_JOB A_
According to the forum thread announcing the inventory program's Beta, at which website do users sign up?
=== PAGE EXTRACT ===
# Adios Alpha, Buenos Dias Beta! (Inventory Program)



## webmonk (Jul 19, 2006)

After a lot of great effort by my batch of Alpha testers, I feel the inventory tracking software is ready to move into open Beta. 

What does that mean? Basically, it means that I think the program is stable enough and is to the point where it's ready to be used by the public. It also means that I'm aware there are still bugs in the system and features that aren't fully implemented, but am counting on you to report them back to me as you run into them!

Sign-up is easy. Just go to www.penventory.com and follow the instructions. Once you've created your account and logged in the main page will have more information on what to be on the lookout for.

And just in case you're wondering... It's free, and I intend on keeping it that way.


----------



## PenWorks (Jul 19, 2006)

I must admit I have been very loosly following your threads. Not being a member of the Geek Squad [] ( JK ) There are many times I would rather draw down on my computer with my .45 than I can remember. 

But I just went to your Beta site and was very impressed with the work of you and others have put into this in what seems like a very short time. Thank you Jon and your geeky friends who have puched this along. I see this program as a MUST have to any penturner that has any kind of inventory and wants to keep track. I know this is still in it's early stage and can only  marvel as to what you or you guys ( not knowing) will come up with as the final product.  Thanks ! []


----------



## JimGo (Jul 19, 2006)

Jon, this looks GREAT!  I can't believe how quickly it has come together!
===
_JOB B_
Identify every line of the records below that contains the word "brown", and copy each one. Case counts.
=== STORED RECORDS ===
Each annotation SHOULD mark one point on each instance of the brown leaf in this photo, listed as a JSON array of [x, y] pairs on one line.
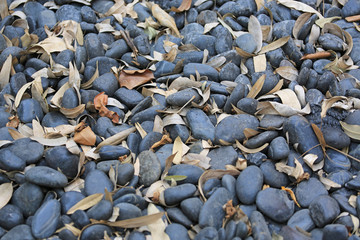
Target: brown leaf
[[86, 203], [86, 137], [165, 19], [185, 5], [318, 55], [134, 78]]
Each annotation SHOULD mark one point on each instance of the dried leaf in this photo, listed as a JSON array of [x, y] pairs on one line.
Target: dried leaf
[[134, 78], [86, 137], [257, 87], [50, 142], [73, 112], [299, 6], [248, 150], [6, 190], [5, 71], [185, 5], [292, 195], [165, 19], [289, 98], [353, 131], [321, 22], [86, 203], [259, 63], [287, 72], [209, 174], [275, 45], [300, 21], [254, 28], [115, 139]]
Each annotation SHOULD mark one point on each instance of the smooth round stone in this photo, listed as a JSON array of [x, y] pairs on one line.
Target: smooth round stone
[[177, 232], [96, 181], [191, 208], [207, 233], [175, 195], [200, 124], [177, 216], [308, 190], [335, 231], [60, 158], [273, 177], [278, 149], [101, 211], [150, 139], [95, 232], [10, 162], [191, 172], [28, 198], [182, 97], [46, 176], [69, 199], [237, 123], [30, 109], [54, 119], [222, 156], [323, 210], [68, 12], [246, 42], [110, 152], [301, 132], [22, 231], [260, 139], [259, 227], [211, 214], [248, 184], [10, 216], [150, 168], [202, 69], [335, 161], [302, 219], [275, 204], [46, 219]]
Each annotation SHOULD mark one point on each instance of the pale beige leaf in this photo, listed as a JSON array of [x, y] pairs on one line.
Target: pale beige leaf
[[248, 150], [115, 139], [50, 142], [259, 63], [299, 6], [6, 190], [300, 21], [287, 72], [86, 203], [321, 22], [289, 98], [5, 72], [257, 87], [254, 28]]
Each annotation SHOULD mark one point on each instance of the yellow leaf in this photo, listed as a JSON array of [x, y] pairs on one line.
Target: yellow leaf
[[86, 203], [6, 190]]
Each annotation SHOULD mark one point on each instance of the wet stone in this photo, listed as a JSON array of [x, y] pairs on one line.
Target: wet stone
[[248, 184], [222, 156], [150, 168], [96, 181], [46, 219], [323, 210], [237, 123]]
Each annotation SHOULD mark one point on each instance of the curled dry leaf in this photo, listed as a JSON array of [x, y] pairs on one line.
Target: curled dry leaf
[[6, 190], [209, 174], [185, 5], [134, 78], [86, 203], [165, 19]]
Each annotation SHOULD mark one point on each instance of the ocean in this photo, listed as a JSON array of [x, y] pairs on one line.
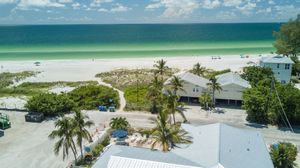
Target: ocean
[[40, 42]]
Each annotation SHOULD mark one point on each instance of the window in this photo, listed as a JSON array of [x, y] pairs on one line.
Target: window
[[287, 66]]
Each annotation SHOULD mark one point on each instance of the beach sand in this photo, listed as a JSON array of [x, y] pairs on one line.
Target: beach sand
[[86, 69]]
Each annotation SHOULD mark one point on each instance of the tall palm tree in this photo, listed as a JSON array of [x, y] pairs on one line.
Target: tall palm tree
[[81, 131], [155, 93], [198, 69], [284, 155], [213, 85], [172, 106], [65, 132], [205, 100], [176, 84], [168, 135], [119, 123], [161, 67]]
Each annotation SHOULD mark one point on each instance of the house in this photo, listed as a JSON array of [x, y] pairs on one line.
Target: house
[[233, 87], [280, 65], [193, 86], [214, 146]]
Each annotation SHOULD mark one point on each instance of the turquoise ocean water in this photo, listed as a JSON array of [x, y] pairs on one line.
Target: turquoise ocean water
[[134, 40]]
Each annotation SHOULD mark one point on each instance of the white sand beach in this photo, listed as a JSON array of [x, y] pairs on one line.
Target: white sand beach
[[85, 69]]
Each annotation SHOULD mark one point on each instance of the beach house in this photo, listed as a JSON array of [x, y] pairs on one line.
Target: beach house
[[232, 88], [280, 65], [214, 146]]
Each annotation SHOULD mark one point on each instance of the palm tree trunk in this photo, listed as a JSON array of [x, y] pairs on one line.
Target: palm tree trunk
[[74, 153], [174, 117]]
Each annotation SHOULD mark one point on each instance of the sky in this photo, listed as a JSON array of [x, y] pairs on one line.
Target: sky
[[146, 11]]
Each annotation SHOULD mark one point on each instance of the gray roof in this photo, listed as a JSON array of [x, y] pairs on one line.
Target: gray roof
[[222, 145], [277, 59], [141, 154], [190, 78], [232, 78], [214, 145]]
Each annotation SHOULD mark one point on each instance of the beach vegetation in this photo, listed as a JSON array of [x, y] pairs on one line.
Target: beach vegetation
[[205, 100], [89, 97], [173, 106], [50, 104], [119, 123], [81, 123], [254, 74], [136, 98], [283, 155], [167, 135], [65, 131], [198, 69]]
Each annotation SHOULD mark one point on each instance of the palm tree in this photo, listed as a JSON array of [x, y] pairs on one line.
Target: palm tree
[[155, 93], [172, 106], [205, 100], [176, 84], [213, 85], [161, 67], [198, 69], [65, 131], [284, 155], [81, 131], [119, 123], [168, 135]]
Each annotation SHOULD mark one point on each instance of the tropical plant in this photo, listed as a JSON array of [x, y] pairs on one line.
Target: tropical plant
[[50, 104], [119, 123], [167, 135], [176, 84], [172, 106], [214, 86], [283, 155], [161, 67], [91, 96], [81, 131], [155, 93], [205, 100], [198, 69], [65, 132]]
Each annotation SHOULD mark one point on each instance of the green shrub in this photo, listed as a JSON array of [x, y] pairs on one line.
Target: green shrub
[[97, 150], [50, 104], [89, 97], [136, 98]]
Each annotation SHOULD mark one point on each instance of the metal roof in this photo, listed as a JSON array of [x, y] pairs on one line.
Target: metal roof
[[232, 78], [190, 78], [214, 146], [277, 59], [218, 145]]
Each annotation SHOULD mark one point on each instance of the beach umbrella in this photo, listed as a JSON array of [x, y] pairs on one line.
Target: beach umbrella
[[119, 133]]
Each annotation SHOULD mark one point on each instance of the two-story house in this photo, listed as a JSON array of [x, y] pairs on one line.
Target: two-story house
[[280, 65]]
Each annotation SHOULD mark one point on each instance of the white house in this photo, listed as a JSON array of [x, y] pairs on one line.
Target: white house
[[214, 146], [193, 86], [232, 87], [280, 65]]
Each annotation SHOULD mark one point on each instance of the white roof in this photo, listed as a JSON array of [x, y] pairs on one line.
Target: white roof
[[278, 59], [214, 146], [220, 145], [232, 78], [123, 162], [190, 78]]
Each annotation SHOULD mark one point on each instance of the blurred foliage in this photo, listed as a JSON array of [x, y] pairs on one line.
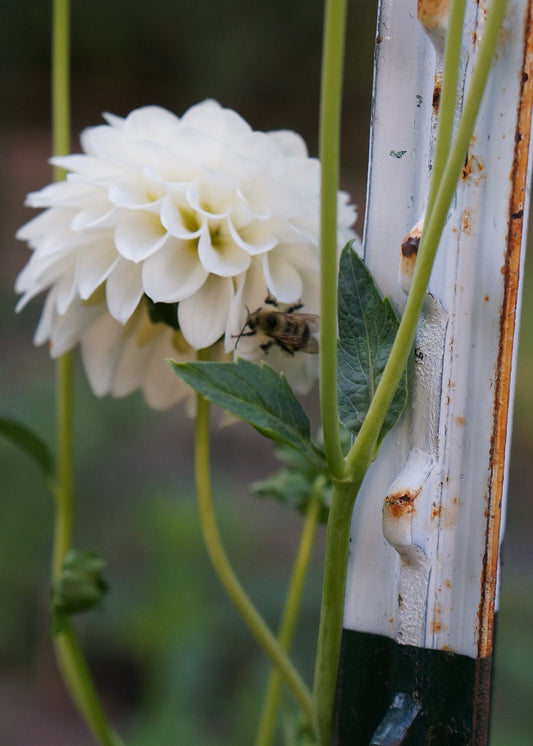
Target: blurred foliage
[[155, 644]]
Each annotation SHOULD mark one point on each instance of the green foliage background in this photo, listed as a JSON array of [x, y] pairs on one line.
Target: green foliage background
[[175, 663]]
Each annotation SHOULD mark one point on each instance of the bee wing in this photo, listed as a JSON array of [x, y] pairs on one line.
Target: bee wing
[[313, 322]]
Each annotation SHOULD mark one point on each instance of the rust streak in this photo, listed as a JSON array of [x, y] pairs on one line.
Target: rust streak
[[511, 273]]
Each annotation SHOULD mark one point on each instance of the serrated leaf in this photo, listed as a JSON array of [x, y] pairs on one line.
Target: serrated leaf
[[367, 329], [256, 394], [27, 441]]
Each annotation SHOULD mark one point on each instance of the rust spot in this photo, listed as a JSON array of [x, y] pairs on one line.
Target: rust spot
[[433, 13], [401, 503], [437, 90], [408, 254], [473, 169], [511, 273], [410, 245], [436, 625], [467, 221]]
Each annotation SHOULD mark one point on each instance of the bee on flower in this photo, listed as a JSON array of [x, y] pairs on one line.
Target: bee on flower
[[164, 232]]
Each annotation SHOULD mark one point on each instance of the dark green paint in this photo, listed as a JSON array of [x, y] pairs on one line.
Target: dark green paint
[[453, 692]]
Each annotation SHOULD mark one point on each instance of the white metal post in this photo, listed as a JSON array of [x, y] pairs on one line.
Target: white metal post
[[422, 584]]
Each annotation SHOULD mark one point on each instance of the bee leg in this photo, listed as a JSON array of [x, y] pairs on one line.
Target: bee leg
[[294, 307], [285, 347]]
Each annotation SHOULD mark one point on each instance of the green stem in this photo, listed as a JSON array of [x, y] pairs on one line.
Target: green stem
[[330, 117], [69, 656], [225, 572], [78, 680], [60, 81], [64, 490], [448, 98], [433, 227], [332, 608], [290, 613], [364, 448]]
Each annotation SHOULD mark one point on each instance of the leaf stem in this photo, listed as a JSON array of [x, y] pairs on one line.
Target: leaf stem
[[448, 98], [433, 227], [225, 572], [290, 613], [444, 183], [330, 117], [332, 608]]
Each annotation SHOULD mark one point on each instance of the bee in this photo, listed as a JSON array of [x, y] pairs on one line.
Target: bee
[[281, 325]]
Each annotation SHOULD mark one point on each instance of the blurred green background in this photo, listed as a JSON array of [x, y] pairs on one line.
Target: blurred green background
[[156, 646]]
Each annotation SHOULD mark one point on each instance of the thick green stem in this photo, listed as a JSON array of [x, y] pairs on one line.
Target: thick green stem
[[332, 608], [445, 178], [267, 724], [433, 227], [330, 117], [225, 572], [448, 98]]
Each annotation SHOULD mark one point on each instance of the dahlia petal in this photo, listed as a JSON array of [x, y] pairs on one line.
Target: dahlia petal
[[96, 215], [283, 280], [94, 264], [208, 116], [226, 259], [135, 197], [124, 289], [173, 273], [202, 317], [258, 241], [138, 235], [179, 223], [290, 143], [203, 198]]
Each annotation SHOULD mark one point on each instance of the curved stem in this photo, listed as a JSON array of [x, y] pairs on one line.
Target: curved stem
[[70, 659], [429, 243], [364, 448], [290, 613], [330, 115], [332, 608], [448, 99], [225, 572]]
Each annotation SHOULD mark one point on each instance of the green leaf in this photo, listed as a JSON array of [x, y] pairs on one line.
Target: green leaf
[[28, 442], [256, 394], [367, 329]]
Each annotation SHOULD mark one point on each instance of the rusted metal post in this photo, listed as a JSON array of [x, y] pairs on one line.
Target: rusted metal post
[[423, 577]]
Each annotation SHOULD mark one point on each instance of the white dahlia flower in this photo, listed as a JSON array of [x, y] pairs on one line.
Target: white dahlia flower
[[165, 231]]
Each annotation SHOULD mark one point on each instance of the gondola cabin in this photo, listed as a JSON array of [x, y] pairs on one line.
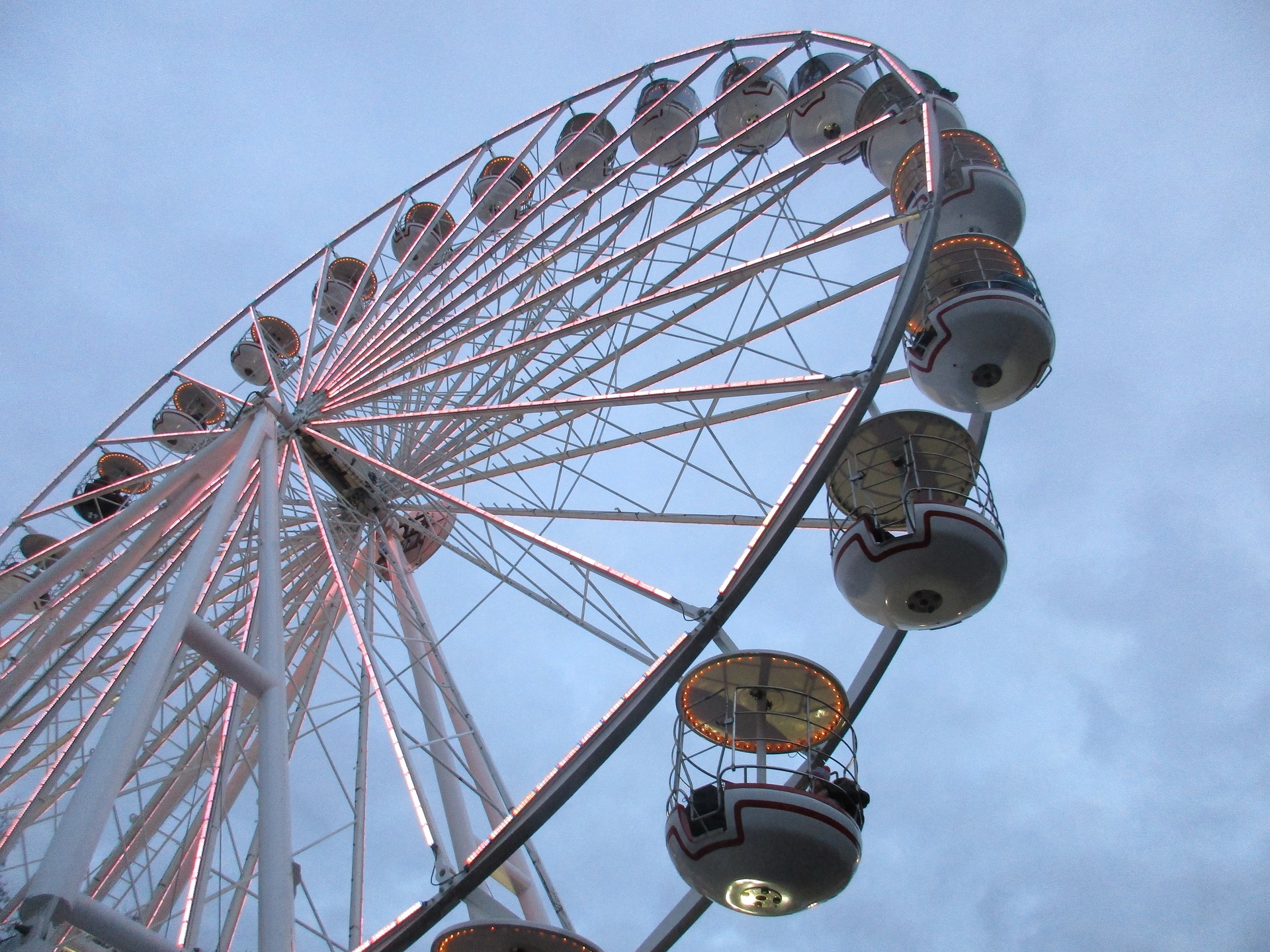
===
_TASK ANSWER A_
www.penventory.com

_TASK ANSWER B_
Each annotation SHOULD mark one point on each instance of the brown leaf in this photo, listed as a JSON array of [x, y] pairs on one line.
Target: brown leaf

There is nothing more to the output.